>> start Extracted data

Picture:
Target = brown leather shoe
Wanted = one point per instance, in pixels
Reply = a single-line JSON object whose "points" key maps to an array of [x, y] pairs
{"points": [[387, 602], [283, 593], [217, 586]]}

>> end Extracted data

▶ **Instructions for the task**
Please copy out the rows above line for line, with nothing changed.

▶ **Full response**
Picture:
Target = brown leather shoe
Wanted = one point per instance, in pixels
Reply = a single-line JSON object whose "points" key maps to an array of [x, y] pairs
{"points": [[387, 602], [283, 593], [217, 586]]}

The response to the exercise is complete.